EXTRACT TO READ.
Central Bank of Nigeria (CBN)-led Monetary Policy Committee (MPC) yesterday downgraded the growth forecast of Nigeria’s economy in 2022 to 3.24 per cent.
The Federal Government earlier in the year predicted a growth of 4.2 per cent.
The International Monetary Fund (IMF)’s prediction is 2.7 per cent.
CBN Governor Godwin Emefiele announced the forecast at the end of a special MPC meeting in Abuja.
He said: “Monetary and fiscal stimulus will remain in place to continue to support economic recovery until downside risk to growth improves and upside risk to inflation decimate substantially.”
He pledged to improve on “the Anchor Borrowers’ Programme, and all other programmes that we have that is meant to boost agricultural output. If agricultural output in our various products are improved, we would see a further moderation in food inflation with moderates headline inflation. Those are the things we would be doing. If these actions are taken, we are reasonably confident that inflation will come down”.

WHAT TO WORK ON.
1. Answer these questions from the report on Nigeria's growth forecast:
(a) What growth figure did the Monetary Policy Committee give for Nigeria's economy in 2022?
(b) What growth did the Federal Government predict earlier in the year?
(c) In which city was the special meeting held?
2. Carry on the report on Nigeria's growth forecast from the end of its last paragraph.
The rows that follow come from a different source than the report above.

DATASET ROWS.
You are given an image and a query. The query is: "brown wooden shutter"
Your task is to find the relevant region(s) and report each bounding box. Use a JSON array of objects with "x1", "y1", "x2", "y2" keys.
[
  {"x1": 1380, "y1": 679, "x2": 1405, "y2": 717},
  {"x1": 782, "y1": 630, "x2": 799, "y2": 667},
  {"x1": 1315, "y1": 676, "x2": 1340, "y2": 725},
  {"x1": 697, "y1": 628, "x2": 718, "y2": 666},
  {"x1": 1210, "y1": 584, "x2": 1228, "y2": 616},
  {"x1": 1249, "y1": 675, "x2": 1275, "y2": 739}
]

RESULTS OF THE EXERCISE.
1.
(a) 3.24 per cent
(b) 4.2 per cent
(c) Abuja

2.
Emefiele argued that the government “must take urgent and specific actions to address the factors that have been responsible for up-tick in inflation.
He said: “We believe if addressed, we see a solution to the rising of commodity prices in the country”.
Reacting to recent IMF advice, the CBN governor said that “in terms of advice, it is important we reiterate the fact that CBN remains a development finance oriented central bank.
“It is normal, very normal for an emerging markets a developing economy, to deploy development finance tools through interventions to support the growth of the economy”.
Emefiele said about two years ago, the monetary policy thrust was on price and monetary stability that is conducive to growth. “If we are to adopt price and monetary stability policy that is conducive to growth in an environment where there is tight space; where revenue shortfalls abound, and even government has to borrow, it’s just reasonable that the CBN has to step in to support the fiscal, to fill that space, not through grant, but through loans to small holder farmers and households.”
He also alluded to Federal Government’s efforts to solve the lingering petroleum products crises in the country.
He said the Minister of Finance was meeting with officials of the Nigeria National Petroleum Company Limited (NNPC Limited), while another meeting has been set up between the CBN and the NNPC Ltd to see what interventions the apex bank can design to help mitigate the rising prices of petroleum products.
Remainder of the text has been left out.